(TASK LIST):
1. Write out the stretch of the comment on Tumblr offset naming from "And sorry for" through "displayed via browser.".
2. In the listing, replace "even-odd" with "nonzero" in the stretch from the line containing "concrete wall --coords=pixels" through the end of the listing, leaving everything else unchanged. Return only those lines.

── EXCERPT PROVIDED ──

No, I think the names are fine. My remark was just that "offset" is used in two different contexts in tumblr.py, I wanted to just mention this as a possible caveat, to prevent misunderstandings. But both are used (and named) correctly, I'd say. The Tumblr API Doc explicitly mentions "offset" as the parameter name for the /posts endpoint. As for the other "offset" (from within a single post, not offset between multiple posts), I don't really know, this could just be named {object-..} [order|number|count], whatever, or just {order} 😄

And sorry for adding a bit of confusion myself here: The {id} used in the filename is created by gallery-dl, and that is the ID of the post, as mikf correctly pointed out. And this is what you want to use, because the order of downloaded files in the filesystem is now the same as the order of the posts on the blog as displayed via browser.

───
── SUPPLIED RECORDS ──

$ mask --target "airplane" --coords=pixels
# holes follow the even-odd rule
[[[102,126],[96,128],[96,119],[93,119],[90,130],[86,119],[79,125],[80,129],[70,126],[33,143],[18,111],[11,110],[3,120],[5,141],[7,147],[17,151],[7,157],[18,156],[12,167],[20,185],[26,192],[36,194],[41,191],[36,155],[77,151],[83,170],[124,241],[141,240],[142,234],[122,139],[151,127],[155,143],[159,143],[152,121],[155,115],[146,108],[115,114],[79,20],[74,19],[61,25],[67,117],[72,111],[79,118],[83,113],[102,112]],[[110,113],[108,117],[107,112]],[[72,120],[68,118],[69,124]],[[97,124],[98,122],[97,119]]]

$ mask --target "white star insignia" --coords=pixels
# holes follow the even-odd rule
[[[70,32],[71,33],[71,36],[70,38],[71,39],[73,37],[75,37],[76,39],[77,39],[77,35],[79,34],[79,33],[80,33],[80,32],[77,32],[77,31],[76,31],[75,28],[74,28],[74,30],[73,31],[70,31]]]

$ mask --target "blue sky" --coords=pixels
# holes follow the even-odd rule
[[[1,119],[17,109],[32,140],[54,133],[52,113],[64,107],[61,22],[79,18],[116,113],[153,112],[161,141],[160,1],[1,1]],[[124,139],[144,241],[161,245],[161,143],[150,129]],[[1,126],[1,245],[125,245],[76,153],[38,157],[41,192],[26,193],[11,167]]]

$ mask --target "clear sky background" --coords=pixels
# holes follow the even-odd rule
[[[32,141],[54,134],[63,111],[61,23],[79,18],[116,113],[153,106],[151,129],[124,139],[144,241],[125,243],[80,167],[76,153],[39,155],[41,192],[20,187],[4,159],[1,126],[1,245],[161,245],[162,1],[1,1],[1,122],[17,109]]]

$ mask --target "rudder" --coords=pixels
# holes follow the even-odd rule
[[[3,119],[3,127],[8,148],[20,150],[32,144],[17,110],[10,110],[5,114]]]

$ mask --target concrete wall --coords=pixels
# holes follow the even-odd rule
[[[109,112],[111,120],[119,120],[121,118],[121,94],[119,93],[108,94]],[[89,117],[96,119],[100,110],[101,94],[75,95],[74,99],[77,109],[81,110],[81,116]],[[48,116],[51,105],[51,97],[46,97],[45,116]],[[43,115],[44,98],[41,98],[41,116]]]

───

(SOLUTIONS FOR EACH TASK):
1.
And sorry for adding a bit of confusion myself here: The {id} used in the filename is created by gallery-dl, and that is the ID of the post, as mikf correctly pointed out. And this is what you want to use, because the order of downloaded files in the filesystem is now the same as the order of the posts on the blog as displayed via browser.

2.
$ mask --target concrete wall --coords=pixels
# holes follow the nonzero rule
[[[109,112],[111,120],[119,120],[121,118],[121,94],[119,93],[108,94]],[[89,117],[96,119],[100,110],[101,94],[75,95],[74,99],[77,109],[81,110],[81,116]],[[48,116],[51,105],[51,97],[46,97],[45,116]],[[43,115],[44,98],[41,98],[41,116]]]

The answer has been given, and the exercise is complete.